> **Records contained in a dataset**
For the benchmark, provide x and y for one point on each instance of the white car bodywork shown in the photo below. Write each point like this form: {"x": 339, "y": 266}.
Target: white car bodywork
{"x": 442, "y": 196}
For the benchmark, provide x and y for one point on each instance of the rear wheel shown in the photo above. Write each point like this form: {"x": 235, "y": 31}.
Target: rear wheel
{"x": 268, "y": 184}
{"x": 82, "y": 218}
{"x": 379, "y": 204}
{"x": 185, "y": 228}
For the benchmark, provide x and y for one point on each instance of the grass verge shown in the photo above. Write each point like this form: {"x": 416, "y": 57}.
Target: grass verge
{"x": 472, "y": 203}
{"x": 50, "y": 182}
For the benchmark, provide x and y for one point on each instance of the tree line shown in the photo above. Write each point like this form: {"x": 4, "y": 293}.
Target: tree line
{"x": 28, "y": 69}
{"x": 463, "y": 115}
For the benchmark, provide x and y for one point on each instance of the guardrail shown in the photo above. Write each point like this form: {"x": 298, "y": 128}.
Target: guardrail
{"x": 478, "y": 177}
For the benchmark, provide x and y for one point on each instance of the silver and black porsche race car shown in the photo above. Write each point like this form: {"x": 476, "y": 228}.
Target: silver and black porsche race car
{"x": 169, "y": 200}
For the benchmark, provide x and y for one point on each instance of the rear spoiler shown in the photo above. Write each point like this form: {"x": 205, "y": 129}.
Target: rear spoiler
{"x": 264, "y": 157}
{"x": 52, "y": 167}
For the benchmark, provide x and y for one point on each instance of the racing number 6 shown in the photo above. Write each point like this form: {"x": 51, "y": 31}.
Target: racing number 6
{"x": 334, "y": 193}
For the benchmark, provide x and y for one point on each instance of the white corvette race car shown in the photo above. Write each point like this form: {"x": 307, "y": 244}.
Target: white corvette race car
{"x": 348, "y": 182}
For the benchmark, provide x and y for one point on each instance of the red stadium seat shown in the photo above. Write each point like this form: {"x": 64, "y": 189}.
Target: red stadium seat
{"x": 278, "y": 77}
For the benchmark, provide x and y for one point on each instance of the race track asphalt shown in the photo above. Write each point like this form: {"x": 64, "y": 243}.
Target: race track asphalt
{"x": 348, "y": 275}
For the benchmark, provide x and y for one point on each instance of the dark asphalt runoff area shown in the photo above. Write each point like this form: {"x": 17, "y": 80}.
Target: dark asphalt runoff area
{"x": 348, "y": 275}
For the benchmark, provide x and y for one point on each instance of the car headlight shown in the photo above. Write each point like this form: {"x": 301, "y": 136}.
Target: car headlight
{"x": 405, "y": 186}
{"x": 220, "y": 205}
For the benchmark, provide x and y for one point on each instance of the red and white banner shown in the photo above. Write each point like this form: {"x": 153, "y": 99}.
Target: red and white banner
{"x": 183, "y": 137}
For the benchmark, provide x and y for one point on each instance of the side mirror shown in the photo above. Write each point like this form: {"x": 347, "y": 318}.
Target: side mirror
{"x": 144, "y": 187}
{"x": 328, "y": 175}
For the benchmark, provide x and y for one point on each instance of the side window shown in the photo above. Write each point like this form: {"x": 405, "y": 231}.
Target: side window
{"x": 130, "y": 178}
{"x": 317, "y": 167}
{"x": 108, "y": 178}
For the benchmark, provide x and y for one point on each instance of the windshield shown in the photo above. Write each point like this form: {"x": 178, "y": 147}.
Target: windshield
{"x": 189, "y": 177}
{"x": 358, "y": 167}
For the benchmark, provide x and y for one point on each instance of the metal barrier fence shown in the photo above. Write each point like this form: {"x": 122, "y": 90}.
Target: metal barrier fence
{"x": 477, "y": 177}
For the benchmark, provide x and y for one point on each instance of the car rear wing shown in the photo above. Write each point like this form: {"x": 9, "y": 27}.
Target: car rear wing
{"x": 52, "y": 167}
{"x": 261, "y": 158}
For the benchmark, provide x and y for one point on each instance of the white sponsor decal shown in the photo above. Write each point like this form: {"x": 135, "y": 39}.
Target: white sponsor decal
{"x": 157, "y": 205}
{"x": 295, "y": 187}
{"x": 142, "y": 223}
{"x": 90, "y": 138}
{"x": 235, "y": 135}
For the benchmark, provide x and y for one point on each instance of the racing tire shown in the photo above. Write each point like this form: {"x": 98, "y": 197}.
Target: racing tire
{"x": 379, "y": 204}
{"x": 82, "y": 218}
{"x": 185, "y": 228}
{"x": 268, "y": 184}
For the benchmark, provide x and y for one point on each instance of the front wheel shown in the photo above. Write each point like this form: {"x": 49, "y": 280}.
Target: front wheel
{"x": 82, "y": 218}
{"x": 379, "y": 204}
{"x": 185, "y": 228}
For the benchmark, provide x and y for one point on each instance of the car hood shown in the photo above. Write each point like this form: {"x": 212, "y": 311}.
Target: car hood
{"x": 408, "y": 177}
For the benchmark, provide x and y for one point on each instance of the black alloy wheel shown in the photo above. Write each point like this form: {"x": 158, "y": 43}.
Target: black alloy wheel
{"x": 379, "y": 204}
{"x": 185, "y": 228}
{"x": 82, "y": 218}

> **Required task**
Return every line from the one holding "of the front" through the end of the data, exactly as it appears, with both ends kept and nothing else.

> **Problem solution**
For the benchmark, provide x and y for one point on each instance of the front wheel shown in the photo above. Write each point like this form: {"x": 49, "y": 280}.
Target: front wheel
{"x": 82, "y": 218}
{"x": 379, "y": 204}
{"x": 185, "y": 228}
For the benchmark, provide x and y for one point on each instance of the car hood shown in the photo above. Write each point like this form: {"x": 212, "y": 311}.
Target: car hood
{"x": 408, "y": 177}
For the benchmark, provide x and y for one point on each instance of the black alloy wheel shown in the photo above. Write each point like this form: {"x": 158, "y": 43}.
Target: black alloy wheel
{"x": 379, "y": 204}
{"x": 185, "y": 228}
{"x": 82, "y": 218}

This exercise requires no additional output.